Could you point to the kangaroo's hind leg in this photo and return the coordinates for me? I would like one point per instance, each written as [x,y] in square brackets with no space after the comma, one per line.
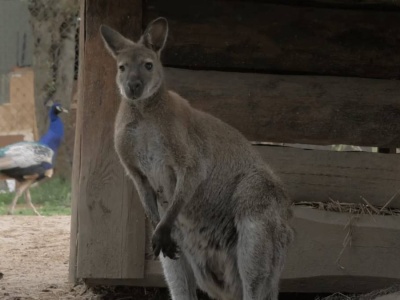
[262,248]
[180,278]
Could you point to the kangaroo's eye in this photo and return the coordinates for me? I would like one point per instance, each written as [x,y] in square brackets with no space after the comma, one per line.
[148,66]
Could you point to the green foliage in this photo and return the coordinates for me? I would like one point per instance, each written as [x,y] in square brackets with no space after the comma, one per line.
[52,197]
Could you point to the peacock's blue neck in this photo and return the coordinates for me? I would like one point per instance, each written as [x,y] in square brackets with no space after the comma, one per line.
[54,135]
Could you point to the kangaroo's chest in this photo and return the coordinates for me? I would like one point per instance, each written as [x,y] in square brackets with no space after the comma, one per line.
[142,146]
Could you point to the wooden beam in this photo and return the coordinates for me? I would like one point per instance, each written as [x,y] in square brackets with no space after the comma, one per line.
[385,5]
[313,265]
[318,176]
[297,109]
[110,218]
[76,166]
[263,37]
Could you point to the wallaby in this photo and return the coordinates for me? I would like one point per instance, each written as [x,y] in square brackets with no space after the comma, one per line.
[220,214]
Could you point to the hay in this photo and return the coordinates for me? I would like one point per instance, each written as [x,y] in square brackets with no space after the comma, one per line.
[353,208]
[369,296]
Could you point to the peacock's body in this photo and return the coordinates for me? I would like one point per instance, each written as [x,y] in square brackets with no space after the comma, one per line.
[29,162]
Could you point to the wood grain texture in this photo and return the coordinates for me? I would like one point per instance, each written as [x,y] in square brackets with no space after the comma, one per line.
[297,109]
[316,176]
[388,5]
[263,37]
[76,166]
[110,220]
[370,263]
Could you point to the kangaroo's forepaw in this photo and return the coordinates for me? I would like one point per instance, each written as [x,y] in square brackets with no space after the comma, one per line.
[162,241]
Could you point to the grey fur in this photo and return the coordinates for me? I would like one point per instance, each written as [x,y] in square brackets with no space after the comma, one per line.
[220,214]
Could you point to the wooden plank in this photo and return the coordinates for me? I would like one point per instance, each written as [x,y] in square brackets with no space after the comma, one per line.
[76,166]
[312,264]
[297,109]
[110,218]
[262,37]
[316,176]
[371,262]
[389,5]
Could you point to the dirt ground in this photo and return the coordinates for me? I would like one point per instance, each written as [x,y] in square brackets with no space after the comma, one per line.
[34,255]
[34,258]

-----

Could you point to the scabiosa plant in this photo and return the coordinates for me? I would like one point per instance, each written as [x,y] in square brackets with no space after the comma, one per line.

-----

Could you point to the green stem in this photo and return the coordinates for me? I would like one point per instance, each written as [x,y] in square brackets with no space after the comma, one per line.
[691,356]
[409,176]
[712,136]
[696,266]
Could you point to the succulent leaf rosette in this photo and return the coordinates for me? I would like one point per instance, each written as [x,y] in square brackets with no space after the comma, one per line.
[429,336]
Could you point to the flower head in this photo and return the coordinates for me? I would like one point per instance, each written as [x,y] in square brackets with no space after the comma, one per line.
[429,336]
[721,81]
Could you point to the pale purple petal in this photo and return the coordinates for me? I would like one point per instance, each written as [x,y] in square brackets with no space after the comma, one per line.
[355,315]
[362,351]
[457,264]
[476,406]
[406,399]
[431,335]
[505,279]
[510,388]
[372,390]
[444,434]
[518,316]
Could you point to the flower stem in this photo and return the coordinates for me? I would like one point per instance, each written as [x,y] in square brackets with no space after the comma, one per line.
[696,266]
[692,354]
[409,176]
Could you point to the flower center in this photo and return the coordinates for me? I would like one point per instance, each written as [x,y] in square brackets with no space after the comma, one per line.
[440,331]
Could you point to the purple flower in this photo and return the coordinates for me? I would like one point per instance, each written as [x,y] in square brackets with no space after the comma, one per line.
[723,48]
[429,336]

-----

→ **Task**
Pick out every row above that contains the string "flower", with case counting, and copy each of those rows in full.

→ **Final result**
Could you point to the flower head in this photo and return the coordinates for me? I would like one point per instance, each written as [x,y] in square brackets with no space after the comma, one per line.
Could you point to the flower stem in this photo and return the coordinates for me? I would like one point per instance, each written as [x,y] in square brackets with no space after the comma, one per line.
Could you point to the flower center in this photo and return the coordinates for me? I would like one point per instance, each written as [x,y] in square brackets with no space after the comma, one per line.
Could you point to the purple flower in this photo and return the coordinates for me? I would like one point per instance, each written as [x,y] in square brackets with no space after the comma, one per line.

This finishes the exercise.